Passage to read:
╭──
They fed it relevant patient information, such as results of lung scans and blood tests, muscle ache and fever patterns, immune responses, age and gender.

To their surprise, researchers found that the factors most clinicians would likely focus on — such as lung status, age and gender — were not helpful in predicting outcomes.

So what was?

The most accurate predictors were slight elevations in a liver enzyme called alanine aminotransferase (ALT); deep muscle aches; and higher levels of hemoglobin, the protein that facilitates blood transport of oxygen throughout the body.

“That’s the value of this approach,” Coffee said, “to look for what we, as clinicians, might not notice.”

While the program needs to be validated on larger populations, she said it would be easy to roll out if future testing finds similar accuracy.

The tool could prove “very useful,” said Dr. Maria Luisa Alcaide, a fellow with the Infectious Diseases Society of America who reviewed the findings.

“What’s happening with COVID-19 is that cases have significantly increased to the point where some hospitals’ ICUs are overwhelmed,” she noted. “And for reasons that are not well-understood, not everyone who gets very sick fits the profile of an older person with underlying conditions.”
╰──
Actions to take:
1. Decide whether each statement agrees with the passage on predicting COVID-19 outcomes: (a) lung status was among the factors that helped predict outcomes; (b) higher levels of hemoglobin were among the most accurate predictors; (c) the program still needs to be validated on larger populations. Answer yes or no for each, quoting the deciding words.
2. Extend the passage on predicting COVID-19 outcomes with a few sentences that begin right after its final sentence.
You can work from the passage alone; the lines after it are not needed.

Supplied information:
╭──
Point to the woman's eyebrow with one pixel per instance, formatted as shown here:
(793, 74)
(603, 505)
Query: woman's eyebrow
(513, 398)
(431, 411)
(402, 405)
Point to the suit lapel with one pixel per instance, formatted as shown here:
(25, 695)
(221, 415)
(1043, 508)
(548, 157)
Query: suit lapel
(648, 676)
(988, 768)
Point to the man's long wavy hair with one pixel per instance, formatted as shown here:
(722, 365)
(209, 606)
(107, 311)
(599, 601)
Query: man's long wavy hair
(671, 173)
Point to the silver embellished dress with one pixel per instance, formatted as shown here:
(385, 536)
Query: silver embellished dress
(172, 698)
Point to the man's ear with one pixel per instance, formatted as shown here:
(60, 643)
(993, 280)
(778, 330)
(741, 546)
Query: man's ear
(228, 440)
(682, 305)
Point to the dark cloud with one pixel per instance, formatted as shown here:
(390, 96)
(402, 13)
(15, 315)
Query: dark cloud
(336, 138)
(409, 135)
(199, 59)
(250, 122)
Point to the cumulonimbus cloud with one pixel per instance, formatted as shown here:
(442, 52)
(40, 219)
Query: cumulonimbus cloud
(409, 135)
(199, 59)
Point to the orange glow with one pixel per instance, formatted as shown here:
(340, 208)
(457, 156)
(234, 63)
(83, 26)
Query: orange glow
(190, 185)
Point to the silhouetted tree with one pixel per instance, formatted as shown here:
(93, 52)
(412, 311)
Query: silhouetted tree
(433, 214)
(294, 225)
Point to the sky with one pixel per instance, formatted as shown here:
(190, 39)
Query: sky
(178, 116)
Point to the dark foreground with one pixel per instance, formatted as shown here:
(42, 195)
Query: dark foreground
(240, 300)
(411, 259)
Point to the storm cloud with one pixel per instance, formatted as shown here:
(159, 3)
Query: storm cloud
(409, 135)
╰──
Answers per task:
1.
(a) No: "the factors most clinicians would likely focus on — such as lung status, age and gender — were not helpful in predicting outcomes."
(b) Yes: "The most accurate predictors were slight elevations in a liver enzyme called alanine aminotransferase (ALT); deep muscle aches; and higher levels of hemoglobin."
(c) Yes: "the program needs to be validated on larger populations."

2.
The better doctors are able to predict those who will, the more carefully they could track them and their care, said Alcaide, who is also an associate professor of infectious diseases at the University of Miami.

But the method has been tested only in a very small sample of patients, and hundreds of thousands are now infected, she pointed out.

“It’s unlikely that this small sample is representative of all COVID-19 patients,” Alcaide said. Some of these predictors may turn out to be important. But we just don’t know yet. Other markers may turn out to be more important. So this really needs to be validated with more patients.”

The findings are reported online in the March 30 issue of the journal Computers, Materials & Continua.